◆ Actions to take ◆
(1) Render the following sentence from the passage on Gardner's palazzo into French: "Spanish leather panels, Renaissance hooded fireplaces, and Gothic tapestries accent salons; eight balconies adorn the majestic Venetian courtyard."
(2) Proceed with the passage on Gardner's palazzo, picking up after its final sentence.
--- BEGIN Provided passage ---
In a city where expensive simplicity was the norm, Gardner's palazzo was amazing: a trove of paintings -- including such masterpieces as Titian's Rape of Europa, Giorgione's Christ Bearing the Cross, Piero della Francesca's Hercules, and John Singer Sargent's El Jaleo -- overflows rooms bought outright from great European houses. Spanish leather panels, Renaissance hooded fireplaces, and Gothic tapestries accent salons; eight balconies adorn the majestic Venetian courtyard. There's a Raphael Room, a Spanish Cloister, a Gothic Room, a Chinese Loggia, and a magnificent Tapestry Room for concerts, where Gardner entertained Henry James and Edith Wharton. Throughout the two decades of her residence, Mrs. Jack continued to build her collection under the tutelage of the young Bernard Berenson, who became one of the most respected art connoisseurs and critics of the 20th century.

At one time Gardner lived on the fourth floor of Fenway Court. When she died, the terms of her will stipulated that the building remain exactly as she left it -- paintings, furniture, everything, down to the smallest object in a hall cabinet. The courtyard, fully protected from New England winters by a glass roof, is decorated with fresh poinsettias at Christmastime, bright orange South African nasturtiums in spring, and chrysanthemums in autumn -- just as when Mrs. Jack lived here.
--- END Provided passage ---
--- BEGIN Excerpted records ---
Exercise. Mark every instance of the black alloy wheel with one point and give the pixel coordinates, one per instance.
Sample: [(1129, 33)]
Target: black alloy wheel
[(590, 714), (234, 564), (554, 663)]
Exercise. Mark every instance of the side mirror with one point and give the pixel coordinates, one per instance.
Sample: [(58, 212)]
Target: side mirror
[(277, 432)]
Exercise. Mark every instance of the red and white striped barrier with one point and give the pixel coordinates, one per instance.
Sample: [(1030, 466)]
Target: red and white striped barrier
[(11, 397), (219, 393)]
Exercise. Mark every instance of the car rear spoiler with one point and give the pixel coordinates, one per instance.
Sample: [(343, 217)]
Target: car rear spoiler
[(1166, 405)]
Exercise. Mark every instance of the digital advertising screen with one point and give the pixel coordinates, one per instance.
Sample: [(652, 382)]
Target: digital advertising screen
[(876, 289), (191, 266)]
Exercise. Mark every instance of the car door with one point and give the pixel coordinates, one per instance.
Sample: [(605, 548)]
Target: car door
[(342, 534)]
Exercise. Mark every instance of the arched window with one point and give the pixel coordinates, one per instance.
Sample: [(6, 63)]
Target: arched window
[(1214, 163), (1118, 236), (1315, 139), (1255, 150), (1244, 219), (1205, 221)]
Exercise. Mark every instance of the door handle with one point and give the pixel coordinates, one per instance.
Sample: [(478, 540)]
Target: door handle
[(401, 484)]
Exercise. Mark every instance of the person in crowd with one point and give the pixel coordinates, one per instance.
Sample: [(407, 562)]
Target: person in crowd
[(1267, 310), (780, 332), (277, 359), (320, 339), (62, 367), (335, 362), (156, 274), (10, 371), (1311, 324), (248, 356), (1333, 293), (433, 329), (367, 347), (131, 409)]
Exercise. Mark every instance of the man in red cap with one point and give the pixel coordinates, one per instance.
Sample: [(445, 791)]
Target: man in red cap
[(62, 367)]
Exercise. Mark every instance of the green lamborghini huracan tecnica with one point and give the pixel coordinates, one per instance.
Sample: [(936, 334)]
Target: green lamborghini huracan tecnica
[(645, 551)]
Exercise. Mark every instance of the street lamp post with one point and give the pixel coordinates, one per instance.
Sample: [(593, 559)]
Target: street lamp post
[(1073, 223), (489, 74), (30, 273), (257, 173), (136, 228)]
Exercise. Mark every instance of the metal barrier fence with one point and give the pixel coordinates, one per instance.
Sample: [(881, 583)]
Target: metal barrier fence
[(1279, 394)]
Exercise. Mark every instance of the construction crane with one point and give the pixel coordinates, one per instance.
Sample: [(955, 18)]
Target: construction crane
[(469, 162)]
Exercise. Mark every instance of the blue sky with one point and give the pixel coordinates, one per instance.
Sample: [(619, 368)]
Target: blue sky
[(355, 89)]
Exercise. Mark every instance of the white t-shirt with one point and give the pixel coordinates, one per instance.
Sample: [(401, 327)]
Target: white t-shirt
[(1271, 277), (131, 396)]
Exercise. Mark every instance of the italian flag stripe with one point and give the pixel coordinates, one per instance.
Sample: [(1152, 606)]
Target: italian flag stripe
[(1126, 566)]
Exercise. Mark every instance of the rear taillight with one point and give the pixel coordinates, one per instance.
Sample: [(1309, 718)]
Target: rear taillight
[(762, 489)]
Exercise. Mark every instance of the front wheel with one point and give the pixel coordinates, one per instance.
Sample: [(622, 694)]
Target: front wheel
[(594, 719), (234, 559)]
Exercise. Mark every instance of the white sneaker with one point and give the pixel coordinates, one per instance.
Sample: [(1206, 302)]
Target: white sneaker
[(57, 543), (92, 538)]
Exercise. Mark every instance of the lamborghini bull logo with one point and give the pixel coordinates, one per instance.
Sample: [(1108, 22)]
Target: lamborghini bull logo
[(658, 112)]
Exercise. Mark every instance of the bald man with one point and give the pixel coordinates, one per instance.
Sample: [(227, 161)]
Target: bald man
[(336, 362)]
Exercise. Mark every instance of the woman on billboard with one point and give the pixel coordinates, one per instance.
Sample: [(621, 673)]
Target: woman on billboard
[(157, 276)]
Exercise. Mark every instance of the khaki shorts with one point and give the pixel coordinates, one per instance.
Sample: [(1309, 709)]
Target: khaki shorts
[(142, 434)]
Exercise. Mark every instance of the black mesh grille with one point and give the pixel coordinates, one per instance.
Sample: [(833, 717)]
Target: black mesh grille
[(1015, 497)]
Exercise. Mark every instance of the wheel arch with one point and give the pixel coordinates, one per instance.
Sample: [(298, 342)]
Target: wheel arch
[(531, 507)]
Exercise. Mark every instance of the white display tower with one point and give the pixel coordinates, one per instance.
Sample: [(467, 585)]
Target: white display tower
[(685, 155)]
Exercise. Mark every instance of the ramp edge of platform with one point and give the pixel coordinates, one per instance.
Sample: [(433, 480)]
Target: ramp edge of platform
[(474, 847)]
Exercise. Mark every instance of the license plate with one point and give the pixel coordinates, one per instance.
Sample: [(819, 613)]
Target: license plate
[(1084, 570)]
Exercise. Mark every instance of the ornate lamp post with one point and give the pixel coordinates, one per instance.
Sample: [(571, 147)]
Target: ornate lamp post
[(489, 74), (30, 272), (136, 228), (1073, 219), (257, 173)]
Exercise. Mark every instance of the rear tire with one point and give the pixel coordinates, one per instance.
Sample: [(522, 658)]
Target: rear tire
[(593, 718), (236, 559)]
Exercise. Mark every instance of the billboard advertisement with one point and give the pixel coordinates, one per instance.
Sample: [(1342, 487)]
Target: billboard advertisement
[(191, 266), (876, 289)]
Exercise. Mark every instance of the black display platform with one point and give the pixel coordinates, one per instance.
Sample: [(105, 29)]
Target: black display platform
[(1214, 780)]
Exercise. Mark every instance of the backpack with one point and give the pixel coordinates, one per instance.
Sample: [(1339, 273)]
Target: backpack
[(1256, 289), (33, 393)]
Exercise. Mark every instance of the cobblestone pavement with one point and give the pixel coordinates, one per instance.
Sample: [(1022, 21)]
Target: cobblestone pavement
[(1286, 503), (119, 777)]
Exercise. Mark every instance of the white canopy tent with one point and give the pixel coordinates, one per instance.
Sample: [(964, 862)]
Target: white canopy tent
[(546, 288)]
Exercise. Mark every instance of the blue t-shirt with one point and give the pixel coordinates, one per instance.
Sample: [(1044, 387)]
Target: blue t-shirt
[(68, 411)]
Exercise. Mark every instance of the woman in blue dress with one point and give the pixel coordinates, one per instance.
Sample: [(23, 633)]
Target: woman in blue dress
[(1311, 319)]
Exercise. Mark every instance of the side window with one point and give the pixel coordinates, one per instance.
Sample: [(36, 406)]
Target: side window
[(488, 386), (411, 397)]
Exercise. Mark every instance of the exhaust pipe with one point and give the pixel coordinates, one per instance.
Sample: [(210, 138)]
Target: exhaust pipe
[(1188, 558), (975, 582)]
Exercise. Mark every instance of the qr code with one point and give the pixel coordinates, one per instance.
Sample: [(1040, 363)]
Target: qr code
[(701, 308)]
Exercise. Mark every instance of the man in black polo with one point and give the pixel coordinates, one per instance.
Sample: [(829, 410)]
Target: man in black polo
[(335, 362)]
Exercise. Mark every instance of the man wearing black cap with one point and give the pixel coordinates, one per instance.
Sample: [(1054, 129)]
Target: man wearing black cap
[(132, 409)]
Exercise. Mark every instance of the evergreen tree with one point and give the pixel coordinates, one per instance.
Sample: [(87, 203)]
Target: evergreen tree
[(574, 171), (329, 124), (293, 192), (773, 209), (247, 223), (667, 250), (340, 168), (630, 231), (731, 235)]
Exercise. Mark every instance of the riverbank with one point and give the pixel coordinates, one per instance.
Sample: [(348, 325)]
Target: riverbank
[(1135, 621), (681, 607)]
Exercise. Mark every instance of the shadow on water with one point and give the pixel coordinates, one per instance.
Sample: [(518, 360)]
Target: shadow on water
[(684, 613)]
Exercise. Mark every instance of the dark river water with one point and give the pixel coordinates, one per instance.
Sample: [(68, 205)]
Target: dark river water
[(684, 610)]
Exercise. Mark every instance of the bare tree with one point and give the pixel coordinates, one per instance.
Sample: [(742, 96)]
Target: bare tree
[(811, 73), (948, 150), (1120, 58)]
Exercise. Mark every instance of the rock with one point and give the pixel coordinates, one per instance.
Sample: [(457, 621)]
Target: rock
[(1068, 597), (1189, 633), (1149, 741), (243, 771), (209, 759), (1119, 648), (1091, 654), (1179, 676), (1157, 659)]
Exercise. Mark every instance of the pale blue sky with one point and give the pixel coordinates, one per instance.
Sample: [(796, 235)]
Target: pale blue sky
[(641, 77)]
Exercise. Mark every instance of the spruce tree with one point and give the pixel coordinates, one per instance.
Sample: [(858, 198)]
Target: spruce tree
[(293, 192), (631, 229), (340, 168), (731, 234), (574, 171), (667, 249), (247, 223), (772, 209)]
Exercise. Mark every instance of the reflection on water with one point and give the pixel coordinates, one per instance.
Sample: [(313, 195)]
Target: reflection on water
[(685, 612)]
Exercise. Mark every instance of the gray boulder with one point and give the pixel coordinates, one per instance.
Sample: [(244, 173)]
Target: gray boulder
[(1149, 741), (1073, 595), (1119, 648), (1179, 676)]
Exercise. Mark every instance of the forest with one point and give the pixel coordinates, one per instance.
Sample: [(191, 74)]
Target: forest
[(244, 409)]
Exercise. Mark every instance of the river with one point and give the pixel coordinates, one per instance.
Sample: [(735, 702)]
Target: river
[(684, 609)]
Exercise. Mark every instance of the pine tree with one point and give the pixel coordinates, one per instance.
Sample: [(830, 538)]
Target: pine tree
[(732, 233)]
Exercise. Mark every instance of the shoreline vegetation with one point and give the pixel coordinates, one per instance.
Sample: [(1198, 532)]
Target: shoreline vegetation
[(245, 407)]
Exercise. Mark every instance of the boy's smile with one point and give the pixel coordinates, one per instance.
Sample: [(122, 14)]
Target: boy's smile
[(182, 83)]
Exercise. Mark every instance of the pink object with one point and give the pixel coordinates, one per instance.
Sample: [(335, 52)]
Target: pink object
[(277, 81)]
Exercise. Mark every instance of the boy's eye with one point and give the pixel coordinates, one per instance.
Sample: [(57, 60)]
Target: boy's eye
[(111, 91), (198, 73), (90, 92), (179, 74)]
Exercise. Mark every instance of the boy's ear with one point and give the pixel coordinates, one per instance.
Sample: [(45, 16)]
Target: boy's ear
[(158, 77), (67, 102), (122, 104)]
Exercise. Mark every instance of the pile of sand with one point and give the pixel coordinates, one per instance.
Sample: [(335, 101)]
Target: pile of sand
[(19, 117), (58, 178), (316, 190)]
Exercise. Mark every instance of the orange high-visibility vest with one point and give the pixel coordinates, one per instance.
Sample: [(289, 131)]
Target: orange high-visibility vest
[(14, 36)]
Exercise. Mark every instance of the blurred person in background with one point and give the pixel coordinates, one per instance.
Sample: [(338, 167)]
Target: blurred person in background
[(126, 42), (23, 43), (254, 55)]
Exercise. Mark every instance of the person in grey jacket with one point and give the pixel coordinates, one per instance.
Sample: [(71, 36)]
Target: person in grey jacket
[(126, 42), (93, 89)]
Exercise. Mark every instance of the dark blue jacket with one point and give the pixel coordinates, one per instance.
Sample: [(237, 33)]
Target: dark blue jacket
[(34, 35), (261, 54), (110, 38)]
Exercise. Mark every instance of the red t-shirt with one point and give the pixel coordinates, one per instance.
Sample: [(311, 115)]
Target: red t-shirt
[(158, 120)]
--- END Excerpted records ---
◆ Final answers ◆
(1) Des panneaux de cuir espagnol, des cheminées Renaissance à hotte et des tapisseries gothiques rehaussent les salons ; huit balcons ornent la majestueuse cour vénitienne.

(2)
Today, with more than 2,500 works in the collection and rates dramatically lower because of increasing recoveries of stolen art, the Gardner carries insurance. Mrs. Jack never believed in making a contribution to the Metropolitan Life Insurance Company, putting her faith in her mansion's entry portal, which carries Renaissance-period figures of both St. George and St. Florian, the patron saints protecting believers from theft and fire.

An intimate restaurant overlooks the garden, and in spring and summer tables and chairs spill outside. To fully conjure up the spirit of days past, try to attend one of the concerts still held from September to May (with a break for the holidays) in the Tapestry Room. A first-floor gallery has revolving exhibits of historic and contemporary art. If you've visited the MFA in the past two days, there's a $2 discount to the admission fee. Also note that a charming quirk of the museum's admission policy waives entrance fees to anyone named Isabella, forever.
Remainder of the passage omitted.